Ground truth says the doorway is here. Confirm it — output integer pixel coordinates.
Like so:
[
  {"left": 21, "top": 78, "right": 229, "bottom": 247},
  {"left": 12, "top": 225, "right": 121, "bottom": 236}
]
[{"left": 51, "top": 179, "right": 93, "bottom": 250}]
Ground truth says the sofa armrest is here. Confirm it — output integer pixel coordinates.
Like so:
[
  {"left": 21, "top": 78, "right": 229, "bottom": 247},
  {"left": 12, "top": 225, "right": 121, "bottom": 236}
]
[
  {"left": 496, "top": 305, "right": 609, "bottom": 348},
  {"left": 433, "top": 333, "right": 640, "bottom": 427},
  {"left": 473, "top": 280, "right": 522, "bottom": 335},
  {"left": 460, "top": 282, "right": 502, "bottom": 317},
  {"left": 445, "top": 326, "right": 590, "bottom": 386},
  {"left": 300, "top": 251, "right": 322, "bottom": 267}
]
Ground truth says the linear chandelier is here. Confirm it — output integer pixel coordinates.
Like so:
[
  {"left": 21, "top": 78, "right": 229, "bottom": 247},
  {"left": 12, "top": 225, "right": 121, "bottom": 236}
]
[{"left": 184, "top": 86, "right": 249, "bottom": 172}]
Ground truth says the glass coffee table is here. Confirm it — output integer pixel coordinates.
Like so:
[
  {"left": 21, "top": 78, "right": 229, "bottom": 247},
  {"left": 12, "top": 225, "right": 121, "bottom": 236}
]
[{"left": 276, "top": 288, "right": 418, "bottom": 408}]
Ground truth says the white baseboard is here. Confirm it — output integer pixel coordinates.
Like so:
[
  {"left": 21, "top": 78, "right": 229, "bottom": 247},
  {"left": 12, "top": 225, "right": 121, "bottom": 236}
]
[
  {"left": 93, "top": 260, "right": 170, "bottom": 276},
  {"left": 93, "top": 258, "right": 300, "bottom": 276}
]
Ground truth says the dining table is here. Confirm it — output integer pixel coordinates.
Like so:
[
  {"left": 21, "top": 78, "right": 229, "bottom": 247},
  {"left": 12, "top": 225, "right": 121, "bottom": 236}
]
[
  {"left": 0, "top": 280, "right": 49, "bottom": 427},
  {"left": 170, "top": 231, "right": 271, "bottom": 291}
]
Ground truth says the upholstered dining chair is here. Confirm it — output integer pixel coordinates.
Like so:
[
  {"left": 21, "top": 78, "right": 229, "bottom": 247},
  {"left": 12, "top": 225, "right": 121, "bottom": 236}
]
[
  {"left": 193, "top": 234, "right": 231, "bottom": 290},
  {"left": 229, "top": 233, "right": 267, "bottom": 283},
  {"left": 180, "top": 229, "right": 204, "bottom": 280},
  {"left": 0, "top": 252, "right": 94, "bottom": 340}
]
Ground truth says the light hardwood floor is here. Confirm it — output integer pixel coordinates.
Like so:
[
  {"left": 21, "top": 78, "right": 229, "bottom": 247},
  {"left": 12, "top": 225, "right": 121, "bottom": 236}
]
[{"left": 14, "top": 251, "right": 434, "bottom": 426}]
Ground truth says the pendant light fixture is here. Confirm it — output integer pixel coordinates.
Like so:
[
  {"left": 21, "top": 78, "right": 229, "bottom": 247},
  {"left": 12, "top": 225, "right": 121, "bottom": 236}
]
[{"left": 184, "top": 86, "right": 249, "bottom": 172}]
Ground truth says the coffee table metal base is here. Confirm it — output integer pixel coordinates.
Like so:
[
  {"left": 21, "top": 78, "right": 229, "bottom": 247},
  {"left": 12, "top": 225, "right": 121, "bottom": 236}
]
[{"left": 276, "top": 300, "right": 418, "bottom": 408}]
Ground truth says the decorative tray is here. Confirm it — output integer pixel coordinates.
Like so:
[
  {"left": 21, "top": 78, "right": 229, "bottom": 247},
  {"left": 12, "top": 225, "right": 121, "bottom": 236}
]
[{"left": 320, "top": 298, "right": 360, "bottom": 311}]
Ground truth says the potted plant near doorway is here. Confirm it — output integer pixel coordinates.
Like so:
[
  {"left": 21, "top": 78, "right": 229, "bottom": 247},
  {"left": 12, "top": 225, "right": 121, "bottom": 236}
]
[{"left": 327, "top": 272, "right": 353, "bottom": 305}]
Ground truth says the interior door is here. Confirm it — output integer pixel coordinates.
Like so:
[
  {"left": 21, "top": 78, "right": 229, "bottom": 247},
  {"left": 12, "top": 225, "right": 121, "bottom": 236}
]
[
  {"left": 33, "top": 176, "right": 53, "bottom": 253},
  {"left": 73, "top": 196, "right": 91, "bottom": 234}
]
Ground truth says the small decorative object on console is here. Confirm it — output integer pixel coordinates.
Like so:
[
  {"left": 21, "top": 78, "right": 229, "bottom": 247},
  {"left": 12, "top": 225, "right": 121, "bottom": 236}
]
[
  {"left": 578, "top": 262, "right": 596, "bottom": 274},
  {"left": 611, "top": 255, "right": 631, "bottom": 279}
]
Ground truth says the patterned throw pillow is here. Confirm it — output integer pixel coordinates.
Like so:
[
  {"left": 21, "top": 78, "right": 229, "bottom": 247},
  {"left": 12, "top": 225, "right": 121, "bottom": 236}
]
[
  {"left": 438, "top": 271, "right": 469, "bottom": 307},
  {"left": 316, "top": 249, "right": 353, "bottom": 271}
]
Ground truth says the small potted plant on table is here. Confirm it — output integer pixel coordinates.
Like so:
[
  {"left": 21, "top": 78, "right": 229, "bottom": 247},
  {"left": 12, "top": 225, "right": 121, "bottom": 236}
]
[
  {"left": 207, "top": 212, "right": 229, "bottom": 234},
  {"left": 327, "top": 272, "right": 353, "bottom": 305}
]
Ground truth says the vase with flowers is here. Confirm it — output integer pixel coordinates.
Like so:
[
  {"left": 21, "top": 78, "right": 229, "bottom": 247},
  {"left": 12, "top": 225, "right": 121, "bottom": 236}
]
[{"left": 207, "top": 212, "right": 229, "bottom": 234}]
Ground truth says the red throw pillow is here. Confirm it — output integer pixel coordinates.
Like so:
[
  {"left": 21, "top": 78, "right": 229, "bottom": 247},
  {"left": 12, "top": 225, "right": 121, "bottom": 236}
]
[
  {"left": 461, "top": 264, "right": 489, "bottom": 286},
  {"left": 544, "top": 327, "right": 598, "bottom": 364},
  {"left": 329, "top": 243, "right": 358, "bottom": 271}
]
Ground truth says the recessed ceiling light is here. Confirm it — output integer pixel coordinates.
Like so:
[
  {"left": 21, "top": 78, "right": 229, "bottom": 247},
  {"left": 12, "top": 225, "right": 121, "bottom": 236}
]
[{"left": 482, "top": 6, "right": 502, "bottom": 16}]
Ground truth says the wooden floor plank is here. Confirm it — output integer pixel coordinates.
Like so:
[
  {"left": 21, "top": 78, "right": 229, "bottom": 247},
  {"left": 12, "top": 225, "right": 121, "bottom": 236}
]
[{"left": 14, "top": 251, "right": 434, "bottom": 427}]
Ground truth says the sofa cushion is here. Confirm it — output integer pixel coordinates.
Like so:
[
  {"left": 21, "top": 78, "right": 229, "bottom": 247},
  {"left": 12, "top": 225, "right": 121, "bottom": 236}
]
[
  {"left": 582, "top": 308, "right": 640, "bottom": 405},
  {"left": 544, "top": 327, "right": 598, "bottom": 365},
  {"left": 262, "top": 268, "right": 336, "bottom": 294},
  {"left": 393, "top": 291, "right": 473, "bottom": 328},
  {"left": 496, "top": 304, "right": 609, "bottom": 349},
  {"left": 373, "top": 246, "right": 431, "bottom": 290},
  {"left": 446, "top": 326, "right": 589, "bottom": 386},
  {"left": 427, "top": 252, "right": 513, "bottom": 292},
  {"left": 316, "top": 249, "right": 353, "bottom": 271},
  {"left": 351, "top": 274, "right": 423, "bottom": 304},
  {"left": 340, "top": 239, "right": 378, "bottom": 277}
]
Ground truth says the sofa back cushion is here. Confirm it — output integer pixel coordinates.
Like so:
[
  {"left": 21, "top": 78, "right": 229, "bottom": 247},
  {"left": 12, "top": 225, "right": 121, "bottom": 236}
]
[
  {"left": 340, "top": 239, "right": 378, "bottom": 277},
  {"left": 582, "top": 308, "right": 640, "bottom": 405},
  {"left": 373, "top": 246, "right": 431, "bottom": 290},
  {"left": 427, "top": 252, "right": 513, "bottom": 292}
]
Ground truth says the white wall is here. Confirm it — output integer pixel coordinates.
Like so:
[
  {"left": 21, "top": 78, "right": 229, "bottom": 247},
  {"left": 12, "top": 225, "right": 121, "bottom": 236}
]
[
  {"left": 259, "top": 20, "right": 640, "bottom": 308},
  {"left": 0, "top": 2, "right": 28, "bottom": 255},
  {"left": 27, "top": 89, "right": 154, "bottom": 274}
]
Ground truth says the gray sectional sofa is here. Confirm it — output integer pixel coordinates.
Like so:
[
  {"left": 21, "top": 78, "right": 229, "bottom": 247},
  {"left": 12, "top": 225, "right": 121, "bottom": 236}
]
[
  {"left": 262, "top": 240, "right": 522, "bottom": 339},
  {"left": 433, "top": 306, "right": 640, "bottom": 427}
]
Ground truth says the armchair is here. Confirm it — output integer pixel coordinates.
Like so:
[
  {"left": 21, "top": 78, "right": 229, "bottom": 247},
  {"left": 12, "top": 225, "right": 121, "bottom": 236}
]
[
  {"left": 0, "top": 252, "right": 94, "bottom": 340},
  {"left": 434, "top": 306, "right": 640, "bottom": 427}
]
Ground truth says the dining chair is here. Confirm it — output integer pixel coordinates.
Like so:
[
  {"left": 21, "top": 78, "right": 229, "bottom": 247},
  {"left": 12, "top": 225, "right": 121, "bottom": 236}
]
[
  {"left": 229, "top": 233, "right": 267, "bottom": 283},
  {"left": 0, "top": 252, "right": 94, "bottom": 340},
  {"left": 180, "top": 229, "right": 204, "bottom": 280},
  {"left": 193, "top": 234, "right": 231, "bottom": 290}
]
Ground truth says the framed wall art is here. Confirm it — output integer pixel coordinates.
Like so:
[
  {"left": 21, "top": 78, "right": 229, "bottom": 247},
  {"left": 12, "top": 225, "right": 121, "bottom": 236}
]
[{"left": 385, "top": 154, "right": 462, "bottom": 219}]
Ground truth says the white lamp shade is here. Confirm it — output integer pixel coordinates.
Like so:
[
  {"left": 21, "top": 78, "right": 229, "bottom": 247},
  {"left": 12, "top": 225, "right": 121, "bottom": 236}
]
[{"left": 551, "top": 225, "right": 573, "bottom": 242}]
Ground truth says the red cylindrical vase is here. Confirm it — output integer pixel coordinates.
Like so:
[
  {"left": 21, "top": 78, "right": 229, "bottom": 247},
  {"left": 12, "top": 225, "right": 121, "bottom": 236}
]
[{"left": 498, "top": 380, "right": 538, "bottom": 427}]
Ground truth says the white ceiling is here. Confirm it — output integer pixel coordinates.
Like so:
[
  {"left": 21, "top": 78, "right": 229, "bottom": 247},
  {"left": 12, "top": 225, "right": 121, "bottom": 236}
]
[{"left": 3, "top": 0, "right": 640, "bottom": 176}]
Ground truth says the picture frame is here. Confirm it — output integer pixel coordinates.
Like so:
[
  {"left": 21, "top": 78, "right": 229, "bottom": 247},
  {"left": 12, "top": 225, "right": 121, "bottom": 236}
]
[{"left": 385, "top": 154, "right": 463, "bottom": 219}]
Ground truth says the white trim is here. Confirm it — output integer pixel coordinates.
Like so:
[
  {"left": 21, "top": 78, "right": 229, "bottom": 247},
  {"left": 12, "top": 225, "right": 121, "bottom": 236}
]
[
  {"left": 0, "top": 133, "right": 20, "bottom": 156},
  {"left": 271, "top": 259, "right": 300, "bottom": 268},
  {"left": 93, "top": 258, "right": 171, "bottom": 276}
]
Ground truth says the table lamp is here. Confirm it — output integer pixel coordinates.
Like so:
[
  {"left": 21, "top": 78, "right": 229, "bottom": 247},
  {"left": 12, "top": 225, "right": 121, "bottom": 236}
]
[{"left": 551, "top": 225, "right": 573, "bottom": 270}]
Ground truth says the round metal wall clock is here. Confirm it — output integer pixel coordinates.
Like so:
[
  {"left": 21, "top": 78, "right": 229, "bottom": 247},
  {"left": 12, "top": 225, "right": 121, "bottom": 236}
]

□ □ □ □ □ □ □

■ **PROBLEM TO SOLVE**
Pull out every line of the items above that contains the string "floor", with case counting.

■ **RESPONSE**
Ground truth says the light hardwood floor is here. Confirm it — output integer pixel coordinates.
Ground truth says the wooden floor plank is here. Confirm it — output integer pixel coordinates.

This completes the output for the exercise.